Give back exactly the lines of the material below, starting with the line with "Query: bare dirt patch" and going on through the line with "pixel 104 566".

** Opening The data block **

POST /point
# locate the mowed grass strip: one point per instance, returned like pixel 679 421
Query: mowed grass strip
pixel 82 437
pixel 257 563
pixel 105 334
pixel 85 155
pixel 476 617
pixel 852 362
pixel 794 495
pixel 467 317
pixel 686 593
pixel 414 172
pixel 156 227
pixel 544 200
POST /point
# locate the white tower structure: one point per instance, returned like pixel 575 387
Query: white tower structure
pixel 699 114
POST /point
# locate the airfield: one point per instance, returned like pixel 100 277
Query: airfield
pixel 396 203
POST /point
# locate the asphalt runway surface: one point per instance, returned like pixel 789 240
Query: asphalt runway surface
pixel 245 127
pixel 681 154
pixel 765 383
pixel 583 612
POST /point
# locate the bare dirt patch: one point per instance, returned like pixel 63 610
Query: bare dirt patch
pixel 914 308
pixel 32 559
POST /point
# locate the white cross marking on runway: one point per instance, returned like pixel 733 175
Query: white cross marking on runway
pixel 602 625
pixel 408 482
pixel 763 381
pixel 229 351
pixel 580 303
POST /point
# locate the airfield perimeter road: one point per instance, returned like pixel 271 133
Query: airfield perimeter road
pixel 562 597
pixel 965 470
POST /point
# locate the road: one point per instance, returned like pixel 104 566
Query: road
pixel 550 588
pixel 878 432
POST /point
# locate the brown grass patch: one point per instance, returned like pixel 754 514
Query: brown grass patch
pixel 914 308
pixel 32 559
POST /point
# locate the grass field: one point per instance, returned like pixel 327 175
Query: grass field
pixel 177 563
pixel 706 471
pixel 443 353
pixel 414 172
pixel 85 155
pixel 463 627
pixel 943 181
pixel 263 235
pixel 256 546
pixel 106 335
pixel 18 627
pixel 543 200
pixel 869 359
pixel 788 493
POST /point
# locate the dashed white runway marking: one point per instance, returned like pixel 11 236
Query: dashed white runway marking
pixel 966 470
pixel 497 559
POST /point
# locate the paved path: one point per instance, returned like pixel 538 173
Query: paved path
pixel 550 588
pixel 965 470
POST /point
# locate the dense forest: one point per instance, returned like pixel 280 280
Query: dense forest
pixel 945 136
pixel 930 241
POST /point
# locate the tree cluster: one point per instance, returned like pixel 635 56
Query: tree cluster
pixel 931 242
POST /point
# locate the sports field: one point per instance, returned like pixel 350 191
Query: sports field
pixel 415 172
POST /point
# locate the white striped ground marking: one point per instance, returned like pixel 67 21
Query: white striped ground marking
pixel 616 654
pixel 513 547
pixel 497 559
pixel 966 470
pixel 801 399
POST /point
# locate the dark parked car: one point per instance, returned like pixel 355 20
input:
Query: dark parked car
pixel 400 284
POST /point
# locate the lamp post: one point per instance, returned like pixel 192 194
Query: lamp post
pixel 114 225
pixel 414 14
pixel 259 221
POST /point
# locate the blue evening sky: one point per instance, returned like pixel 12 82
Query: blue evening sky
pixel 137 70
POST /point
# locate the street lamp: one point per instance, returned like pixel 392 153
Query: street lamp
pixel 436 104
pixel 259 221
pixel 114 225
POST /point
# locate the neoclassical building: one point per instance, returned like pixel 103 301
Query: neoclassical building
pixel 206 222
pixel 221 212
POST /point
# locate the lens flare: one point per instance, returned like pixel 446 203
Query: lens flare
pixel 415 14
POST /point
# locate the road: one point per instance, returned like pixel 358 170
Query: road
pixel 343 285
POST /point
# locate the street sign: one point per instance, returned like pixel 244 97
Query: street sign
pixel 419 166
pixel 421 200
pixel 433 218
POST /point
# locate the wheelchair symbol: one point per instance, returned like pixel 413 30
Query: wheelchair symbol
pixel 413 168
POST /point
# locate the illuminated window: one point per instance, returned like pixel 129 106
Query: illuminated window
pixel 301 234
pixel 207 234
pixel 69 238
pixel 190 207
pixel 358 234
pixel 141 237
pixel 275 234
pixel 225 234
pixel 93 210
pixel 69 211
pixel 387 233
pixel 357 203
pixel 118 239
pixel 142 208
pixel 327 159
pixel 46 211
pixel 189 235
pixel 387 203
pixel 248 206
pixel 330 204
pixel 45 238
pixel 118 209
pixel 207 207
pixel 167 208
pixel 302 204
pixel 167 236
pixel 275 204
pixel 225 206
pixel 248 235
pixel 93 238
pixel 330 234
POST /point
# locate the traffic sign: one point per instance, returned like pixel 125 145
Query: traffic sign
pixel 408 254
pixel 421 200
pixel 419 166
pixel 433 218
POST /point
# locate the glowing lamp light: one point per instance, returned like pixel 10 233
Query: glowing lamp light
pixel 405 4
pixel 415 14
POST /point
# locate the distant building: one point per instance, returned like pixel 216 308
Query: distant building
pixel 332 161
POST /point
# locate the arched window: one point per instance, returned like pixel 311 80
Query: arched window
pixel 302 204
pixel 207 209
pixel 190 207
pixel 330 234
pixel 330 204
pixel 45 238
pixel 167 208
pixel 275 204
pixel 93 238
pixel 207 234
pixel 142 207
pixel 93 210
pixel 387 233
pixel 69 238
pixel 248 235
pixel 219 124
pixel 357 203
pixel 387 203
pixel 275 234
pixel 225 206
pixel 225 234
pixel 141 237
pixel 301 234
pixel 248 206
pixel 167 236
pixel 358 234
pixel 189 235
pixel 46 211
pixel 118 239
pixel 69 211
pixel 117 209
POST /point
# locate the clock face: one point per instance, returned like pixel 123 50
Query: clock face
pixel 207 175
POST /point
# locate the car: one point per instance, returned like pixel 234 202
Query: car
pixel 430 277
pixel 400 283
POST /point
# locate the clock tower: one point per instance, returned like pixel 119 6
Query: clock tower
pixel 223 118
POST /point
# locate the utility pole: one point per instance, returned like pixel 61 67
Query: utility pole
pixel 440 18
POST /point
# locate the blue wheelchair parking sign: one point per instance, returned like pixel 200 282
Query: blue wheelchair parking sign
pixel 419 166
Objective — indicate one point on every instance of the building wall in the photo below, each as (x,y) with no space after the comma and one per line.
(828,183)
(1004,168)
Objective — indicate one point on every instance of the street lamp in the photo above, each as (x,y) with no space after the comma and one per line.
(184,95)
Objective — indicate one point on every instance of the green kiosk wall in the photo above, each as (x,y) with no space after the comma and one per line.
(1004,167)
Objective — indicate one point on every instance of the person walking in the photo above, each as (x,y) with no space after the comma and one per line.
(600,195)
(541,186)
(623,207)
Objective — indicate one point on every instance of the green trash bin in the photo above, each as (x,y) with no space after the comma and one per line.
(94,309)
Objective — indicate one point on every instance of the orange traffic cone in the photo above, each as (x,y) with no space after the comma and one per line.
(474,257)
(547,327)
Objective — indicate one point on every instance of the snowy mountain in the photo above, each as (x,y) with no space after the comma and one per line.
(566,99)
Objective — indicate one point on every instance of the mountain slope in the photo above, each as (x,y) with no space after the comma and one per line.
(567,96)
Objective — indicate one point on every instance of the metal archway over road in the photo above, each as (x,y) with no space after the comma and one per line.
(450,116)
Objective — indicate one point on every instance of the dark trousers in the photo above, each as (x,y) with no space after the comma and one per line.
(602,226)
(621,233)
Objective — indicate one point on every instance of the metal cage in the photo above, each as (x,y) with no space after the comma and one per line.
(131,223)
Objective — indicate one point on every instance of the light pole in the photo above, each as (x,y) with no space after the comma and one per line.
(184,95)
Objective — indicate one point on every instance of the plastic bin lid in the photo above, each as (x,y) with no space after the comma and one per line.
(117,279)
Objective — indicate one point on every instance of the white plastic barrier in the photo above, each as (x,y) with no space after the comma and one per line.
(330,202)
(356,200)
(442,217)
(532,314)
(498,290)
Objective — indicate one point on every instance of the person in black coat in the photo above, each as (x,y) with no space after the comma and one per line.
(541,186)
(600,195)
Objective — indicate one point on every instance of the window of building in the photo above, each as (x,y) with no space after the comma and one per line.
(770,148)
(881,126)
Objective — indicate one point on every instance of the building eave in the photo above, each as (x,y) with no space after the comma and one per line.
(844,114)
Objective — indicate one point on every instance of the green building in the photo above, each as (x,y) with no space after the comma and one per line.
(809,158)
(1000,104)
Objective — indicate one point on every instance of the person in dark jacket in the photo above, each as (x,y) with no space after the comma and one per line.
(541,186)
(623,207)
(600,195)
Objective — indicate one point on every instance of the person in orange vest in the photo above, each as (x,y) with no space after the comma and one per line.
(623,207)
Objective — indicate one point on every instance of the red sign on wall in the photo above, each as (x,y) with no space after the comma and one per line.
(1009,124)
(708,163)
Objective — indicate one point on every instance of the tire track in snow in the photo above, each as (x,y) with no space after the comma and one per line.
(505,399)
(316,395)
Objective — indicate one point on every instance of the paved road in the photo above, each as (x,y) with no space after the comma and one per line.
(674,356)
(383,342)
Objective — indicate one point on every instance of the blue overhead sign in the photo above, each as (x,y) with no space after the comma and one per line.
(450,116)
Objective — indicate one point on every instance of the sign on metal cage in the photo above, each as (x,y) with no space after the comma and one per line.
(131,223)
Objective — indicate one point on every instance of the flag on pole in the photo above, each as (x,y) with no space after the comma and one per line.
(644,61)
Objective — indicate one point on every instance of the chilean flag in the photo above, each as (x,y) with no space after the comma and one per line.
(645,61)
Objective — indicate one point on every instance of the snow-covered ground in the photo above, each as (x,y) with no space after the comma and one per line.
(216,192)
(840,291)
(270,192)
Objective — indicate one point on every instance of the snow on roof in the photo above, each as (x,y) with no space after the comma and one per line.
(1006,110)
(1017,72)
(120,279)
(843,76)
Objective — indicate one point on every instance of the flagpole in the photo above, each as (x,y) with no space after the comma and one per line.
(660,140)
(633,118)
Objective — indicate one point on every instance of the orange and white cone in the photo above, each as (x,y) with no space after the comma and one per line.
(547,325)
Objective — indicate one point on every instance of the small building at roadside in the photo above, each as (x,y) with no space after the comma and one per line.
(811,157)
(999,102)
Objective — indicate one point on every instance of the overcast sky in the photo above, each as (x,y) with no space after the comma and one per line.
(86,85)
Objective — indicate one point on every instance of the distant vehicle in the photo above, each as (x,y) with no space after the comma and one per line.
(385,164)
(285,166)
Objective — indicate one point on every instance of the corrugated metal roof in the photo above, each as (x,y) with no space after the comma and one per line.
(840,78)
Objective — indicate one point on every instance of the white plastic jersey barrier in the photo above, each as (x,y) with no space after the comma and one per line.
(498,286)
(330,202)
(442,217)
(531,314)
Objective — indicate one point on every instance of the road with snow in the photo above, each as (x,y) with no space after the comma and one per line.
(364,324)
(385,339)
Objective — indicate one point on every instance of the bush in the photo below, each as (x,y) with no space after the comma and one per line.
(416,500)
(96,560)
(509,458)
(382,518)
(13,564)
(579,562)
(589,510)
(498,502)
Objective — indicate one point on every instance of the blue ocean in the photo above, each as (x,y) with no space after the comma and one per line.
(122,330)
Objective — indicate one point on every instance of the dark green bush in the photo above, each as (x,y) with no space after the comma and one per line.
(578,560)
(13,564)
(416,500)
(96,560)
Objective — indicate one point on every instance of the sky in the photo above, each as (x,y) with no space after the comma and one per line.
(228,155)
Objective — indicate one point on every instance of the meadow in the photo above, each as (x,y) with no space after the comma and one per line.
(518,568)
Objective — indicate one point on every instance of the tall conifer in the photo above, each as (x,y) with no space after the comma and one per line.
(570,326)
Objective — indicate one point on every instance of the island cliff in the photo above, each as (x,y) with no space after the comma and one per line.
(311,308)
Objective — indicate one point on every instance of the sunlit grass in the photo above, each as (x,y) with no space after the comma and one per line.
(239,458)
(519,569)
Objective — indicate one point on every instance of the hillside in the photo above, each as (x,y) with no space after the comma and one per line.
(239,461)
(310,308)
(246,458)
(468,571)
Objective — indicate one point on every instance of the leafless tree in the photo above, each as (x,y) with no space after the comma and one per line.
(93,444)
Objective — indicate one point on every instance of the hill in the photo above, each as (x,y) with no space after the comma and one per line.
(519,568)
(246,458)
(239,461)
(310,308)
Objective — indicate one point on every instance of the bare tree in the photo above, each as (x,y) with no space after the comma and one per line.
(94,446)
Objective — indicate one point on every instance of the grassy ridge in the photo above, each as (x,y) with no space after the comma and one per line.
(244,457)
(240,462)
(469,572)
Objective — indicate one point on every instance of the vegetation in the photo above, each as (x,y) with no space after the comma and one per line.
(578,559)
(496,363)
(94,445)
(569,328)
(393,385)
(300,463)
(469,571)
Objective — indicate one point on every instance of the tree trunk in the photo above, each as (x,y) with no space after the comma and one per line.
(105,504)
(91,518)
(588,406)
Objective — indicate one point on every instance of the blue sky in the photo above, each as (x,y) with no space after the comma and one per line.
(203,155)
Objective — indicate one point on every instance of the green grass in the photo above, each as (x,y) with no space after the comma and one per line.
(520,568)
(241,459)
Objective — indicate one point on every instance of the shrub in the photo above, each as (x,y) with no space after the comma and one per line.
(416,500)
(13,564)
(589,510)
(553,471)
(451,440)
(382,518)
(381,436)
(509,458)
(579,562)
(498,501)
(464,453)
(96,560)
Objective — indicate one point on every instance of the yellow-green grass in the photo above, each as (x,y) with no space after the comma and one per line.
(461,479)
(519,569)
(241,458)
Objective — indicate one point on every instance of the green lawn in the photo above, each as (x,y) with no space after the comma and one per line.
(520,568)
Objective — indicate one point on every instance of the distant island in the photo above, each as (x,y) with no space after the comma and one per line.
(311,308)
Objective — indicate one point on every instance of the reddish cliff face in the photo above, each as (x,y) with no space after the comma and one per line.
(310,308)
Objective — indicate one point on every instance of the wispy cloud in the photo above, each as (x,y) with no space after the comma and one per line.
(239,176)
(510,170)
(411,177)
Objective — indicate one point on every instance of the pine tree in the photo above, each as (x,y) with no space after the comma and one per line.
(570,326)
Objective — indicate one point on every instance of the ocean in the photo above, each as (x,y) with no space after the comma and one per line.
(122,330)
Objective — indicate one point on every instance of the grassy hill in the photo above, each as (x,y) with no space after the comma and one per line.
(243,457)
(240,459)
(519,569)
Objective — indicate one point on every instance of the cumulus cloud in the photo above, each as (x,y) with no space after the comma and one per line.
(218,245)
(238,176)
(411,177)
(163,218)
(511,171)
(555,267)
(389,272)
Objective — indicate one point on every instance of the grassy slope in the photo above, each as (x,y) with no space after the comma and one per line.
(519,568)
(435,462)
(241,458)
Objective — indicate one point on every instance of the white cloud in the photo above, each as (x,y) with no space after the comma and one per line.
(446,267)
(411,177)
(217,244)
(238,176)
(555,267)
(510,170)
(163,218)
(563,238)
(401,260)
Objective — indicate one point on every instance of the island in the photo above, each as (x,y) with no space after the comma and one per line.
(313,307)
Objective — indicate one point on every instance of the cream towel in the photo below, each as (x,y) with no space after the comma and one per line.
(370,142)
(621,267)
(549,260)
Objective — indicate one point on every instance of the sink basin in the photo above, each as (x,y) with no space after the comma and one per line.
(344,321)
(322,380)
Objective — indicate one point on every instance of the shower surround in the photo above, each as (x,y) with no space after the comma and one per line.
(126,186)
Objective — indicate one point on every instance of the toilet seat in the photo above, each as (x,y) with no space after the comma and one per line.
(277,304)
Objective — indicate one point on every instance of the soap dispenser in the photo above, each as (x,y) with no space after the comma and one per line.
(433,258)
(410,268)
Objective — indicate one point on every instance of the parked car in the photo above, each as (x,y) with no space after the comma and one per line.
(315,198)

** Closing The data block **

■ Exercise response:
Query: bare dirt patch
pixel 914 308
pixel 32 559
POST /point
# locate the white cross marking on runway: one point per instance, returned like pixel 733 175
Query: white cross marking on runway
pixel 602 625
pixel 408 482
pixel 763 381
pixel 229 351
pixel 580 303
POST /point
# locate the airfield perimeter road: one point per instance, returned like pixel 271 133
Query: airfield perimeter road
pixel 562 597
pixel 965 470
POST /point
# locate the road: one point per instance, returned like pixel 104 566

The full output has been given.